» What the task requires
What is needed is an exact copy of all the records, written out in full.

====== Information provided

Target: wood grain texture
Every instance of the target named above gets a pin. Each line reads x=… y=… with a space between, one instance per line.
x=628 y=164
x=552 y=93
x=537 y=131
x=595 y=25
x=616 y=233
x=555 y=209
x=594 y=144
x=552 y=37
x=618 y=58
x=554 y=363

============

» Exercise solution
Target: wood grain texture
Every instance of the target named above gets a pin. Each line reads x=… y=… with a space between, one instance per line.
x=628 y=164
x=552 y=93
x=537 y=131
x=595 y=25
x=616 y=233
x=555 y=209
x=594 y=144
x=552 y=37
x=618 y=58
x=554 y=363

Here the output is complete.